INFORMATION GIVEN —
---

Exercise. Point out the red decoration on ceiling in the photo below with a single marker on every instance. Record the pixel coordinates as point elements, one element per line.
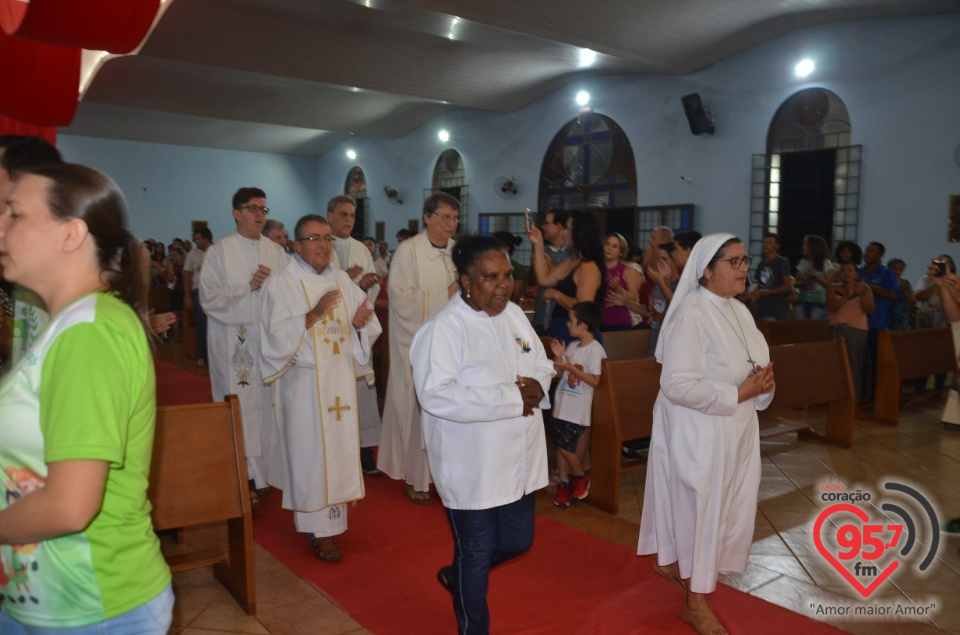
<point>116,26</point>
<point>12,126</point>
<point>40,82</point>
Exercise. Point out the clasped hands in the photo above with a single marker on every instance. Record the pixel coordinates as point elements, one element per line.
<point>531,392</point>
<point>759,382</point>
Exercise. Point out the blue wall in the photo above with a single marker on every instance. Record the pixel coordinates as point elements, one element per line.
<point>169,186</point>
<point>900,81</point>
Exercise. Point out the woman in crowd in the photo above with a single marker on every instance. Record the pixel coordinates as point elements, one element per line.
<point>577,279</point>
<point>849,302</point>
<point>814,274</point>
<point>623,284</point>
<point>77,421</point>
<point>510,241</point>
<point>703,474</point>
<point>482,377</point>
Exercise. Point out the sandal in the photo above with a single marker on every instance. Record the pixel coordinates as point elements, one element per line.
<point>326,549</point>
<point>664,572</point>
<point>418,498</point>
<point>703,623</point>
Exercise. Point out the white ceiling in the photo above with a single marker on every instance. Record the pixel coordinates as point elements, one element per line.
<point>299,76</point>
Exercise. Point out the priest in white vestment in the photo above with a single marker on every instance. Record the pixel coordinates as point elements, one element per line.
<point>315,325</point>
<point>354,258</point>
<point>703,472</point>
<point>233,273</point>
<point>422,278</point>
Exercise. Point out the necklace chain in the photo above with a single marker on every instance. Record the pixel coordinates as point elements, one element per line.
<point>740,336</point>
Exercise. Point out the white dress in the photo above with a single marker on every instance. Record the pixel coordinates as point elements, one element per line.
<point>483,452</point>
<point>703,473</point>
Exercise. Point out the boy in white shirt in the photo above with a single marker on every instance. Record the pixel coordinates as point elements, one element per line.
<point>573,400</point>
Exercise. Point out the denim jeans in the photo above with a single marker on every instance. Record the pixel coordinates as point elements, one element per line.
<point>483,539</point>
<point>150,618</point>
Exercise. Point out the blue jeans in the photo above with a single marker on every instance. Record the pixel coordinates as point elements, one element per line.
<point>483,539</point>
<point>150,618</point>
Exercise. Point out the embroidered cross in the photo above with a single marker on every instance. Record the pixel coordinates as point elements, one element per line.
<point>338,409</point>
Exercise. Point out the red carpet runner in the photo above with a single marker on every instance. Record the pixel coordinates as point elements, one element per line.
<point>570,582</point>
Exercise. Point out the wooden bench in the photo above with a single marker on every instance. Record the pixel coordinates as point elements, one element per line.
<point>812,374</point>
<point>794,331</point>
<point>622,411</point>
<point>199,476</point>
<point>904,355</point>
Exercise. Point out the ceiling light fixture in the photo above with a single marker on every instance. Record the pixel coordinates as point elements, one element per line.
<point>804,68</point>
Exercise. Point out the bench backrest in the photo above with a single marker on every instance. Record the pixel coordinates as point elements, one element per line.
<point>811,373</point>
<point>794,331</point>
<point>198,474</point>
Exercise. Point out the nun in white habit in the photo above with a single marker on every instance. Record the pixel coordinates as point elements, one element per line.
<point>703,473</point>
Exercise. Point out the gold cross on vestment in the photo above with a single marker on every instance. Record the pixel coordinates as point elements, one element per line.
<point>338,409</point>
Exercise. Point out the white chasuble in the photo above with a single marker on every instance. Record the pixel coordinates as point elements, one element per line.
<point>420,275</point>
<point>315,451</point>
<point>233,330</point>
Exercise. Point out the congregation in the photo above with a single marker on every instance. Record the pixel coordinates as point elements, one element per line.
<point>291,326</point>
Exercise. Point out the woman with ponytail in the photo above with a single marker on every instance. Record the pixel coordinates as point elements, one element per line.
<point>77,417</point>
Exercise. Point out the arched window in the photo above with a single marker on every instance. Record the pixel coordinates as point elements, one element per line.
<point>808,182</point>
<point>356,186</point>
<point>450,176</point>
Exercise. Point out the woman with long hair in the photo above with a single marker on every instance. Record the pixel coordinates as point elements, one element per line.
<point>814,274</point>
<point>77,417</point>
<point>577,279</point>
<point>623,284</point>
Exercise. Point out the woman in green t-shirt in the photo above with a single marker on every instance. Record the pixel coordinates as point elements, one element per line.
<point>77,413</point>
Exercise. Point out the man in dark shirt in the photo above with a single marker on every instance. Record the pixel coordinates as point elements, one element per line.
<point>774,283</point>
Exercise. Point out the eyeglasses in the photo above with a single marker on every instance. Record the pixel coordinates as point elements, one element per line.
<point>313,237</point>
<point>448,218</point>
<point>736,263</point>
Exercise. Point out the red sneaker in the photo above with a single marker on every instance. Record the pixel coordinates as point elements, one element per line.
<point>580,487</point>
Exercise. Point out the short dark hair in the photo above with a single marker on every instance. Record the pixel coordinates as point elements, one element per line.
<point>304,220</point>
<point>589,314</point>
<point>22,153</point>
<point>687,239</point>
<point>244,194</point>
<point>467,251</point>
<point>341,198</point>
<point>431,205</point>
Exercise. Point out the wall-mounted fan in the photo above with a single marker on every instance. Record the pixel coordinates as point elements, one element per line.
<point>392,195</point>
<point>506,186</point>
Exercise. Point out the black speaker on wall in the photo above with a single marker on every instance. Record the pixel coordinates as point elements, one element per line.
<point>697,116</point>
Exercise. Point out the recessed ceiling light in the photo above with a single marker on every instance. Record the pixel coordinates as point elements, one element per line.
<point>804,68</point>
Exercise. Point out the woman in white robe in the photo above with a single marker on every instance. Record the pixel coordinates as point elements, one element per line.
<point>703,473</point>
<point>482,377</point>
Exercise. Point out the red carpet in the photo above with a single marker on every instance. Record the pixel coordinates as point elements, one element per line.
<point>176,386</point>
<point>569,582</point>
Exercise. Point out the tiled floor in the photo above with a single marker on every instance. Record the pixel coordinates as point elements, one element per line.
<point>784,567</point>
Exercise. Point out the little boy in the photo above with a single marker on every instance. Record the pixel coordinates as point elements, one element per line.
<point>573,400</point>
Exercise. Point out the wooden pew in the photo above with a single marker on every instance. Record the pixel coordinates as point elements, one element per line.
<point>904,355</point>
<point>199,476</point>
<point>812,374</point>
<point>794,331</point>
<point>622,411</point>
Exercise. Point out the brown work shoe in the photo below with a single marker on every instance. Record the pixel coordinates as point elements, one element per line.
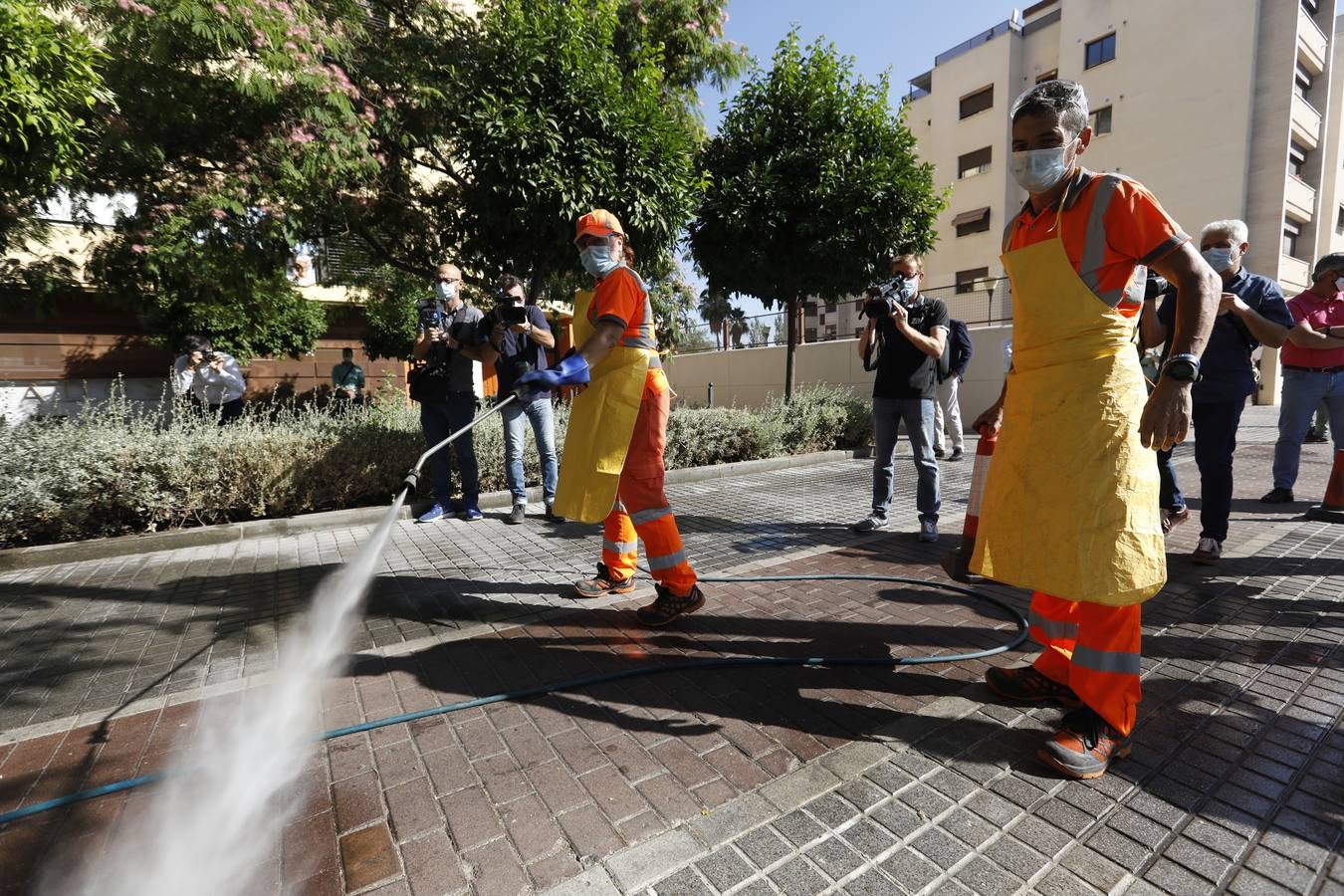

---

EXERCISE AIM — The records above are to be repeated exactly, apart from their pictures.

TASK RESPONSE —
Exercise. Point out the red decoration on ceiling in the photo below with a single marker on every instance. Record the pixel coordinates as point elements, one element per line.
<point>116,26</point>
<point>12,126</point>
<point>40,82</point>
Exercise. Point out the clasped hands in the photo above with a single marker on every instance. Record the pixel coordinates as point elements, one element per line.
<point>531,392</point>
<point>759,382</point>
Exercise. Point out the blue wall in the photo above with a single marker on every instance. Record the pixel coordinates as point elements, one element per line.
<point>169,186</point>
<point>900,81</point>
Exercise. Point out the woman in crowd in the photo above with a single marker on every instance. Record the pixel coordinates as point elements, one element per line.
<point>577,279</point>
<point>849,302</point>
<point>814,274</point>
<point>623,284</point>
<point>77,421</point>
<point>510,241</point>
<point>703,474</point>
<point>482,377</point>
Exercise. Point out the sandal in the photo above with a single marker on every instance. Record the pixel coordinates as point elements, one element per line.
<point>326,549</point>
<point>664,572</point>
<point>418,498</point>
<point>703,623</point>
Exercise. Point out the white ceiling in the photo above with a single marker on every instance. Record the pixel coordinates as point elements, one element per line.
<point>299,76</point>
Exercise. Point out the priest in white vestment in the photo above with a single marker on every instance. Record the pixel coordinates as point elements, one element per line.
<point>315,325</point>
<point>354,258</point>
<point>703,472</point>
<point>233,273</point>
<point>422,278</point>
Exercise. Point out the necklace chain in the photo above with a single marker on every instance. Record the pixel coordinates as point elements, one element per line.
<point>740,336</point>
Exercise. Point out the white dress in the photo above with a single marker on every instance. Record the pixel coordinates as point elements, one element per line.
<point>483,452</point>
<point>703,473</point>
Exercise. Point out the boy in white shirt in the photo above with a single marker on every instance. Record the pixel coordinates as point elements, one element per line.
<point>573,400</point>
Exercise. Point out the denim jeans in the photo above with a single marker on every instance. Record the pixel coordinates as point elements, one element per line.
<point>483,539</point>
<point>150,618</point>
Exercise. Point out the blue jeans in the photo above with a single marker on every instance. Record the pixel coordinates as point elements, one element per line.
<point>483,539</point>
<point>150,618</point>
Exercise. Point out the embroidered cross in the photo above with a single marker on every instance. Record the pixel coordinates as point elements, one element per line.
<point>338,409</point>
Exercise. Point out the red carpet runner in the photo above with a single marker on every instance. Record the pixel coordinates as point elements, one element per line.
<point>570,582</point>
Exercise. Point out the wooden bench in the photo above with a single marker on every instance. Record the pixel coordinates as point elements, one element per line.
<point>812,374</point>
<point>794,331</point>
<point>622,411</point>
<point>199,476</point>
<point>904,355</point>
Exercise. Point out the ceiling light fixture in the photo above with a single marker on every instance. Record the pixel coordinates as point elements, one element per line.
<point>804,68</point>
Exercise. Point out the bench backrest in the photo above with a single marker on every instance. Record the pixel coordinates as point elements, one element per line.
<point>811,373</point>
<point>794,331</point>
<point>198,474</point>
Exercise. Point out the nun in white habit in the photo above with a single marker on every instance. Record the pixel coordinates as point elements, one element per line.
<point>703,473</point>
Exercise. Point out the gold cross on vestment in the photo above with a single marker on every instance. Record the pixel coordinates as point elements, one element per line.
<point>338,409</point>
Exercise. Point out the white chasuble in the photo above with a single marker on every instance. Record the pixel coordinates as point elements, one element per line.
<point>420,275</point>
<point>315,451</point>
<point>233,330</point>
Exercise. Point out the congregation in the photo above with a single marker on every instance. Record the pixel coordinates as point elements, one element per line.
<point>291,326</point>
Exercise. Point out the woman with ponytail in the photo above with a single marker on every instance. Record the pixel coordinates as point elements, one element per line.
<point>77,417</point>
Exercise. Point out the arched window in the photo above with a single marker on every instance. Record the pixel coordinates as point elements, one element per line.
<point>808,182</point>
<point>356,186</point>
<point>450,176</point>
Exercise. Point out the woman with long hair in the photo above with a single marker on every instance. Record the pixel coordinates as point elements, one element per line.
<point>814,274</point>
<point>77,417</point>
<point>577,279</point>
<point>623,284</point>
Exercise. Point out the woman in green t-shirt in the photo above with a single marker on every instance. Record the pixel coordinates as point elements, one element per line.
<point>77,413</point>
Exercise. Point out the man in dark shirt in the photo above with a single marker on every instance. Record the pixel coordinates as point elements, one element per line.
<point>774,283</point>
Exercise. Point out the eyeglasses in the photo above with a single marker on every instance. Record the pixel coordinates as point elements, one element per line.
<point>313,237</point>
<point>448,218</point>
<point>736,263</point>
Exercise. Point out the red sneaker in the photo above with a single marker on every instance. Record the pixel coordinates as point elements, one element per line.
<point>580,487</point>
Exercise. Point out the short dark hair in the photo above with a single marker on every instance. Record the pixel coordinates as point elements, one element per line.
<point>304,220</point>
<point>589,314</point>
<point>22,153</point>
<point>687,239</point>
<point>244,194</point>
<point>467,251</point>
<point>341,198</point>
<point>431,205</point>
Exercise. Point out the wall-mounted fan in the photo above with a single marker on every instance. Record the pixel coordinates as point elements, one element per line.
<point>392,195</point>
<point>506,186</point>
Exercise. Point out the black speaker on wall in the photo above with a single marker on every instance. Record the pixel coordinates as point elements, one element per line.
<point>697,116</point>
Exercise. Point out the recessed ceiling light in the photo above with a single marker on every instance. Record the pixel coordinates as point elements, one element per line.
<point>804,68</point>
Exercise. Point out the woman in white robe in the photo above with a single marker on every instance. Record the pixel coordinates as point elements, one element per line.
<point>703,473</point>
<point>482,377</point>
Exercise. Point out the red carpet in the photo above with a single marker on every instance. Record the pixel coordinates as point elements, one element per line.
<point>176,386</point>
<point>569,582</point>
Exercise. Point out the tiled floor in the photo above with a single marker on every instance. Record the pixel coordinates as point elements, one element per line.
<point>784,567</point>
Exercise. Point out the little boy in the photo above with a single marker on every instance. Record the pixel coordinates as point elements, one element per line.
<point>573,400</point>
Exercise. Point out the wooden pew in the photo above with a single marker on every instance. Record the pixel coordinates as point elements, one element per line.
<point>904,355</point>
<point>199,476</point>
<point>812,374</point>
<point>794,331</point>
<point>622,411</point>
Exercise. Point out the brown work shoe in the photo below with a single marker on every instance. Record the pixel coordinates as point elements, one element per line.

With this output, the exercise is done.